__ASSIGNMENT__.
Set down the records below in full, exactly as they read.
_ _ _ _ _ _ _
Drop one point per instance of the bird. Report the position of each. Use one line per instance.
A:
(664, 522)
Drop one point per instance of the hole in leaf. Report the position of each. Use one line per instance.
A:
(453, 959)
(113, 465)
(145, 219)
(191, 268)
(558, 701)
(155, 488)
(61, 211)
_ _ _ _ _ _ _
__TASK RESPONSE__.
Drop one point per instance of the bird. Report the position of each. Use one line per instance.
A:
(664, 522)
Drop one point per instance of the hole in leaf. Report the position of each. Use one line per instance.
A:
(453, 959)
(113, 465)
(145, 219)
(191, 268)
(558, 701)
(155, 488)
(61, 211)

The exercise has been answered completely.